**Task details**. The entries follow. Print each one exactly.

(Saved entries)
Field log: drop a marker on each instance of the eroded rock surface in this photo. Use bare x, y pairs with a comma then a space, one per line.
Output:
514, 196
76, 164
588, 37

**Solution**.
Field log: drop a marker on each instance of the eroded rock surface in this photo. Use bare x, y pairs with a comma then a space, one per line.
Output:
514, 196
76, 164
588, 37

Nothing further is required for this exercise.